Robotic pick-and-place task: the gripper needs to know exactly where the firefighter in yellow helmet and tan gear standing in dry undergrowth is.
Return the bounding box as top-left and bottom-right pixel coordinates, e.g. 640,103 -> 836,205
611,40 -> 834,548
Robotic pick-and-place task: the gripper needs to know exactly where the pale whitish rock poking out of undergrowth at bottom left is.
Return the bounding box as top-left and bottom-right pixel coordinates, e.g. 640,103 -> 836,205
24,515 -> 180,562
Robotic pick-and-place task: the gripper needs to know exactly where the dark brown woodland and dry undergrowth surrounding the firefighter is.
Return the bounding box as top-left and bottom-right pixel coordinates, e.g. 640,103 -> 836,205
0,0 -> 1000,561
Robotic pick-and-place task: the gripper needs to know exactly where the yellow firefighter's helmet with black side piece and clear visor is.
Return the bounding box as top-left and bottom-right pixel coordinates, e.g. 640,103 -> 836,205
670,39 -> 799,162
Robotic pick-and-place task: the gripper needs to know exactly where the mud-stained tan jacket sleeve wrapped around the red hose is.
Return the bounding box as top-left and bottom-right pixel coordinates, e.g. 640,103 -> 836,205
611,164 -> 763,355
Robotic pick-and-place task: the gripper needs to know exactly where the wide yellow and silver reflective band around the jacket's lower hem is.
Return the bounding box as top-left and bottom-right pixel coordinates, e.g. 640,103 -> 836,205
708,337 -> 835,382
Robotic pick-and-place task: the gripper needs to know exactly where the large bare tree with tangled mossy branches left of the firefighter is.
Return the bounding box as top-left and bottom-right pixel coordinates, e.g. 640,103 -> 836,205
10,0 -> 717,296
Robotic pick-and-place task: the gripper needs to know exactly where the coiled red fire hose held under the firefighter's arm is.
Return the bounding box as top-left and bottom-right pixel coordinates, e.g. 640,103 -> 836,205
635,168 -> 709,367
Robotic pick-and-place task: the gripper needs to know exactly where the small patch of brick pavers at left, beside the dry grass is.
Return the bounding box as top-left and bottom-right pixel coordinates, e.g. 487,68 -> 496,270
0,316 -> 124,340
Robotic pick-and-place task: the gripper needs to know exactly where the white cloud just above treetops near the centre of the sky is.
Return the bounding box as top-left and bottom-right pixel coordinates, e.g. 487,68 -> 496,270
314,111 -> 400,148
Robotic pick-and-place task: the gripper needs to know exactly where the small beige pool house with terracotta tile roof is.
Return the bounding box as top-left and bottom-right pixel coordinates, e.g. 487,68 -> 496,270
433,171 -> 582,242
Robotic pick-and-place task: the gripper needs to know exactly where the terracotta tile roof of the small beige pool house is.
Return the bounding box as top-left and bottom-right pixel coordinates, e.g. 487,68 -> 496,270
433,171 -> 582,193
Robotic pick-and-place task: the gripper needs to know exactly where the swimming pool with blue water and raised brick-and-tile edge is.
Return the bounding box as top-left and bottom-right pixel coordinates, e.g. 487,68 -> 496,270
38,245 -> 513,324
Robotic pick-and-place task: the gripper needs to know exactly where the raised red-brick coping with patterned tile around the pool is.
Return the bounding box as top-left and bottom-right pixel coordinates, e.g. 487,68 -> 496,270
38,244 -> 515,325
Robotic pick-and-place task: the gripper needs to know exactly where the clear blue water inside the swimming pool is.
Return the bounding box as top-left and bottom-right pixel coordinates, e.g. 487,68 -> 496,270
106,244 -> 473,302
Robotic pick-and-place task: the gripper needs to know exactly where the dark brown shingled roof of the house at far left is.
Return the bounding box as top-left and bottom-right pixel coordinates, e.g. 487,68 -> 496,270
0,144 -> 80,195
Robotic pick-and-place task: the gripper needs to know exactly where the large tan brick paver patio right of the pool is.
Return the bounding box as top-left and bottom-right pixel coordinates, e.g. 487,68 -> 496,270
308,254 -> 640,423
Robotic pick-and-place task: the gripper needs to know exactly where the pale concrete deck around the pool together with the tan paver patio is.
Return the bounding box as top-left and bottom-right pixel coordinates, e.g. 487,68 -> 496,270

+++

## Activity
Output the records exactly, including every line.

## Solution to this task
Robotic pick-and-place task: the gripper needs to know exactly where the firefighter in yellow helmet and tan gear standing in dry undergrowth is.
Return the bounding box as top-left and bottom-right pixel coordinates, e.g. 640,103 -> 836,205
611,40 -> 834,548
Robotic pick-and-place task: the gripper needs to know exactly where the pale whitish rock poking out of undergrowth at bottom left is.
Return the bounding box as top-left and bottom-right pixel coordinates, e.g. 640,103 -> 836,205
24,515 -> 180,562
Robotic pick-and-place task: the gripper needs to know exactly where the dark brown woodland and dry undergrowth surrounding the firefighter is.
Return the bounding box as top-left and bottom-right pixel coordinates, e.g. 640,103 -> 836,205
0,0 -> 1000,561
Robotic pick-and-place task: the gripper needs to know exactly where the yellow firefighter's helmet with black side piece and clear visor is.
Return the bounding box as top-left and bottom-right pixel coordinates, e.g. 640,103 -> 836,205
670,39 -> 799,162
Robotic pick-and-place task: the gripper needs to know exactly where the mud-stained tan jacket sleeve wrapped around the red hose is.
Return the bounding box as top-left and bottom-right pixel coordinates, e.g. 640,103 -> 836,205
611,164 -> 763,355
Robotic pick-and-place task: the gripper needs to know exactly where the wide yellow and silver reflective band around the jacket's lower hem is.
Return the bounding box as top-left and bottom-right pixel coordinates, e.g. 640,103 -> 836,205
708,337 -> 835,382
Robotic pick-and-place task: the gripper needs to know exactly where the large bare tree with tangled mossy branches left of the firefighter is.
Return the bounding box as top-left and bottom-right pixel coordinates, e.g. 640,103 -> 836,205
10,0 -> 717,296
Robotic pick-and-place task: the gripper needs to know exactly where the coiled red fire hose held under the firefighter's arm is.
Return the bounding box as top-left and bottom-right pixel coordinates, e.g. 640,103 -> 836,205
635,168 -> 709,367
Robotic pick-and-place task: the gripper needs to know exactly where the small patch of brick pavers at left, beside the dry grass is.
Return the bounding box as top-left and bottom-right pixel coordinates, e.g. 487,68 -> 496,270
0,316 -> 124,340
Robotic pick-and-place task: the gripper needs to know exactly where the white cloud just above treetops near the centre of the sky is.
Return the bounding box as top-left and bottom-right pixel coordinates, e.g. 487,68 -> 496,270
314,111 -> 400,148
Robotic pick-and-place task: the gripper needs to know exactly where the small beige pool house with terracotta tile roof is.
Return the bounding box as top-left and bottom-right pixel coordinates, e.g. 487,68 -> 496,270
433,171 -> 582,242
Robotic pick-and-place task: the gripper needs to know exactly where the terracotta tile roof of the small beige pool house is.
Return the bounding box as top-left and bottom-right pixel coordinates, e.g. 487,68 -> 496,270
433,171 -> 582,193
Robotic pick-and-place task: the gripper needs to know exactly where the swimming pool with blue water and raised brick-and-tile edge is.
Return the bounding box as top-left and bottom-right pixel coordinates, e.g. 487,68 -> 496,270
38,245 -> 513,324
Robotic pick-and-place task: the gripper needs to know exactly where the raised red-brick coping with patterned tile around the pool is.
Return the bounding box as top-left and bottom-right pixel coordinates, e.g. 487,68 -> 496,270
38,244 -> 515,325
Robotic pick-and-place task: the gripper needs to know exactly where the clear blue water inside the swimming pool is.
Return the bounding box as top-left and bottom-right pixel coordinates, e.g. 487,68 -> 496,270
106,244 -> 473,302
Robotic pick-and-place task: the gripper needs to know exactly where the dark brown shingled roof of the house at far left is.
Return the bounding box as top-left and bottom-right pixel coordinates, e.g. 487,68 -> 496,270
0,144 -> 80,195
Robotic pick-and-place task: the gripper needs to know exactly where the large tan brick paver patio right of the pool is.
Return the bounding box as top-left and bottom-right pixel coordinates, e.g. 487,68 -> 496,270
308,254 -> 640,423
Robotic pick-and-place task: the gripper needs to know exactly where the pale concrete deck around the pool together with the tan paver patio is.
Return the bounding box as top-left and bottom-right pixel coordinates, e.g. 487,68 -> 496,270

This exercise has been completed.